» **RECORD EXTRACTS**:
........

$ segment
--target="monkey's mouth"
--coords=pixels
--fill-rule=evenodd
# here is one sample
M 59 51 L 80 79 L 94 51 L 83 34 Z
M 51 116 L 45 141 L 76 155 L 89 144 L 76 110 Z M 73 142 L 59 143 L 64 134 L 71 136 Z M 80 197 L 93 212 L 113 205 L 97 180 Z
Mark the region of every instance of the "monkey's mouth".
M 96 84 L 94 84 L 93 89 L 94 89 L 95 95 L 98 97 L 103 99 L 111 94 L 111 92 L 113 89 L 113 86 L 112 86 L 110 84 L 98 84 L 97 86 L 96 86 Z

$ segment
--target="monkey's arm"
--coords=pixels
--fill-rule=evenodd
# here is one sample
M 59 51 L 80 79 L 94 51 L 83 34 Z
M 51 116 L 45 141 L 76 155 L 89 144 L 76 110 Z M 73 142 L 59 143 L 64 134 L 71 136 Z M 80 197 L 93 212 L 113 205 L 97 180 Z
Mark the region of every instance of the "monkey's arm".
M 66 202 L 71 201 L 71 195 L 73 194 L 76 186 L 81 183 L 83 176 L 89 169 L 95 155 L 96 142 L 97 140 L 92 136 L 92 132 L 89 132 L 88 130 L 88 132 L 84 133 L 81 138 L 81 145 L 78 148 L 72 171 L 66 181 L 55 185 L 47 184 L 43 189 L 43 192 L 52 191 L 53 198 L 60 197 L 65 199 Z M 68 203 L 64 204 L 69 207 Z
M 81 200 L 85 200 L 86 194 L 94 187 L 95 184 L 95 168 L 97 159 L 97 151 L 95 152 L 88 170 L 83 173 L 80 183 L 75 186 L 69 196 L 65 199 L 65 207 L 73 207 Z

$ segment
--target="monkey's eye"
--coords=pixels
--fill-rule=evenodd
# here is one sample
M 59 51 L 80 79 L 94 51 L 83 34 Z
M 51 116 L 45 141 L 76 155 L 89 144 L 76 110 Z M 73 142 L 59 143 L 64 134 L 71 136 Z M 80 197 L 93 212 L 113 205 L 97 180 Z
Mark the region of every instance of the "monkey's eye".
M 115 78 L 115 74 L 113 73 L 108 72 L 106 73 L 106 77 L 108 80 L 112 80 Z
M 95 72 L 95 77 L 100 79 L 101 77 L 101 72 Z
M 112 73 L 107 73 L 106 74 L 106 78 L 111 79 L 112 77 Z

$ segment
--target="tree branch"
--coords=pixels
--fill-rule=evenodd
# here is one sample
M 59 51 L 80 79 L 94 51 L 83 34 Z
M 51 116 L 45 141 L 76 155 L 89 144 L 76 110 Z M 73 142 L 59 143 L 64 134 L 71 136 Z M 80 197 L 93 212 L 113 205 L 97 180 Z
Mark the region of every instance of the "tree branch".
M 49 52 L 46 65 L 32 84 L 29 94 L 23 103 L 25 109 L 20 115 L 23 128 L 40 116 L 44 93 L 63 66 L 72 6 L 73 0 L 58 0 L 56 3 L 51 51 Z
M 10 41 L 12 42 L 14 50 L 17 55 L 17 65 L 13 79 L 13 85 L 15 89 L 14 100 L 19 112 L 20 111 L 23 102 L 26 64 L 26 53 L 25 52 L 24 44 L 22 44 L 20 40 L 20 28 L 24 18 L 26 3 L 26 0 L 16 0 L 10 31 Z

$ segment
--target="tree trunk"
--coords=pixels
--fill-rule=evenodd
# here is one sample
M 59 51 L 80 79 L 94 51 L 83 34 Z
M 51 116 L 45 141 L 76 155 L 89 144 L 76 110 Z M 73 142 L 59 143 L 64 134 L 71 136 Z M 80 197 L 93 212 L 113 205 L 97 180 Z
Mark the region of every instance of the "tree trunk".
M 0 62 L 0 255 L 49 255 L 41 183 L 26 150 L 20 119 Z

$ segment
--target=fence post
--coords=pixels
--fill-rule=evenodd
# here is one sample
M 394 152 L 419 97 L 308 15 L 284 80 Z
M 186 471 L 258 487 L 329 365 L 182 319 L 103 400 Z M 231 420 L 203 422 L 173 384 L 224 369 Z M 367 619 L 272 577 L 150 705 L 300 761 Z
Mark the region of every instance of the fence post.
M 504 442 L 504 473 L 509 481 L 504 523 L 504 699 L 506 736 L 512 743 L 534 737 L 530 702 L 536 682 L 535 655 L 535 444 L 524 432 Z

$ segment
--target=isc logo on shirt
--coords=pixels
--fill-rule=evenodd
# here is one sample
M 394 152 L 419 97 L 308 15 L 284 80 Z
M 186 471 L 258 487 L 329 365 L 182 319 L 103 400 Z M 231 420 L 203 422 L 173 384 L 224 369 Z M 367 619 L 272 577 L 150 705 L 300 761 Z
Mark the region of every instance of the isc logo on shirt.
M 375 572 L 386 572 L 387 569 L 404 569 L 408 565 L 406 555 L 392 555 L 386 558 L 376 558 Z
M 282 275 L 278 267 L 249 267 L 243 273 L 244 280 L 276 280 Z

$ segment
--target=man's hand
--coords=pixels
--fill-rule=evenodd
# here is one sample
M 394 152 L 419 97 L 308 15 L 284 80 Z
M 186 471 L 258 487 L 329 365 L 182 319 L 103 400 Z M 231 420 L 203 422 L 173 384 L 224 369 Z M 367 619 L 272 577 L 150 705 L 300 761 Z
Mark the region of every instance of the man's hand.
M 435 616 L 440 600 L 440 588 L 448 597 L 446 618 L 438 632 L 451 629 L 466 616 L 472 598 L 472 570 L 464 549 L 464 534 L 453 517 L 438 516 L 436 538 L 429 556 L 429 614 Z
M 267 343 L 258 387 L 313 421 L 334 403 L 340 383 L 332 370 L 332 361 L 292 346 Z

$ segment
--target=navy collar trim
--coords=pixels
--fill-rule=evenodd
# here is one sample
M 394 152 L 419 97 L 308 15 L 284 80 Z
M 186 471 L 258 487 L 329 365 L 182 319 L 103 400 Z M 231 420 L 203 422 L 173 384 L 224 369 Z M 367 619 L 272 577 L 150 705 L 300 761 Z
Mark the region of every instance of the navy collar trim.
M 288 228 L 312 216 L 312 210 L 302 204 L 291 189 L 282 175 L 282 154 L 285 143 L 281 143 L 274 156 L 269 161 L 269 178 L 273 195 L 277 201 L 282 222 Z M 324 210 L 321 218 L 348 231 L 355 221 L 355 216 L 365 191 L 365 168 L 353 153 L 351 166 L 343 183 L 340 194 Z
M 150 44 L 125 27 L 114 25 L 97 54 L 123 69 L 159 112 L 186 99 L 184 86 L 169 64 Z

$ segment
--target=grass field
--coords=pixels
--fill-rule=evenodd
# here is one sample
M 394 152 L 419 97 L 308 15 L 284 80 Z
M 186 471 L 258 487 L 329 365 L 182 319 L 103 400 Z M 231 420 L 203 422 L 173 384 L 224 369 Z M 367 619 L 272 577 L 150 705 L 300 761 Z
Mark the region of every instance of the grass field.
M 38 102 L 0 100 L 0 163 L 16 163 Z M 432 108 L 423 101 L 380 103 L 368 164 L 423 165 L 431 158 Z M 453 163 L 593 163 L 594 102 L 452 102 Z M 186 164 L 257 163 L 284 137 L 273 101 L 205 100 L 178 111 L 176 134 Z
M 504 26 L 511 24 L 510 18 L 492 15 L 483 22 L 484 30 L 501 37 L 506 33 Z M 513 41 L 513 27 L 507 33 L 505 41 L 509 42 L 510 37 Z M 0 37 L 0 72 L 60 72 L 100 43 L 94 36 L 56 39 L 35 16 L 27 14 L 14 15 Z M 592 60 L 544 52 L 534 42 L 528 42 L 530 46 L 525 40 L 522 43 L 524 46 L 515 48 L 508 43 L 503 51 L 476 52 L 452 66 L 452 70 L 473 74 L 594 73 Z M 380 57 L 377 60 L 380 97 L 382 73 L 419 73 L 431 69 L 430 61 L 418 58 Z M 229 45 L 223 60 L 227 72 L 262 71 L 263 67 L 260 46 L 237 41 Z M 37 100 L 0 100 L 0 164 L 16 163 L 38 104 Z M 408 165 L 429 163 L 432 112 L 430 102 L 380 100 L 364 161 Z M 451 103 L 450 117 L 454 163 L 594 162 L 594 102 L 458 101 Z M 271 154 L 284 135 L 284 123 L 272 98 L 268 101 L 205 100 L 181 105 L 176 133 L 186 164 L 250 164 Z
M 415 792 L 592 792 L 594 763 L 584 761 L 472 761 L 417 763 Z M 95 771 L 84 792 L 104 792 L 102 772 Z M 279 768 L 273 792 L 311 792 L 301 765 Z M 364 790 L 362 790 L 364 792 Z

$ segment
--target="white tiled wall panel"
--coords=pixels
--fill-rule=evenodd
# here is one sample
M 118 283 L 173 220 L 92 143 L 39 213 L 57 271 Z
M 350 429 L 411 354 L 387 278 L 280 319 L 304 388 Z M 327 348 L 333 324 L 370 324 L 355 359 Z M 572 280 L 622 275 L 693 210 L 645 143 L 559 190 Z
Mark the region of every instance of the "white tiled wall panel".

........

» **STATED PROBLEM**:
In the records from the start through the line containing "M 81 200 L 85", switch every "pixels" to "normalized" and return those lines with nothing else changed.

» **RESPONSE TO THIS EXERCISE**:
$ segment
--target="monkey's mouth"
--coords=normalized
--fill-rule=evenodd
# here is one sample
M 59 51 L 80 79 L 94 51 L 83 34 Z
M 51 116 L 45 141 L 76 155 L 89 144 L 76 110 Z M 73 142 L 59 143 L 64 134 L 71 136 Z M 80 197 L 93 212 L 113 205 L 97 180 Z
Mark the region of every instance of the "monkey's mouth".
M 96 84 L 94 84 L 93 89 L 94 89 L 95 95 L 98 97 L 103 99 L 111 94 L 111 92 L 113 89 L 113 86 L 112 86 L 110 84 L 98 84 L 97 86 L 96 86 Z

$ segment
--target="monkey's arm"
--coords=normalized
--fill-rule=evenodd
# here is one sample
M 59 51 L 80 79 L 94 51 L 83 34 Z
M 51 116 L 45 141 L 76 155 L 89 144 L 76 110 Z M 73 142 L 59 143 L 64 134 L 71 136 Z M 80 197 L 93 212 L 113 205 L 97 180 Z
Mark the region of every instance of the "monkey's arm".
M 66 202 L 71 201 L 71 195 L 73 194 L 76 186 L 81 183 L 83 176 L 89 169 L 95 155 L 96 142 L 97 140 L 92 136 L 92 132 L 89 132 L 88 130 L 88 132 L 84 133 L 81 138 L 81 145 L 78 148 L 72 171 L 66 181 L 55 185 L 47 184 L 43 189 L 43 192 L 52 191 L 53 198 L 60 197 L 65 199 Z M 68 203 L 64 204 L 69 207 Z
M 81 200 L 85 200 L 86 194 L 94 187 L 95 184 L 95 168 L 97 159 L 97 151 L 95 152 L 88 170 L 83 173 L 80 183 L 75 186 L 69 196 L 65 199 L 65 207 L 73 207 Z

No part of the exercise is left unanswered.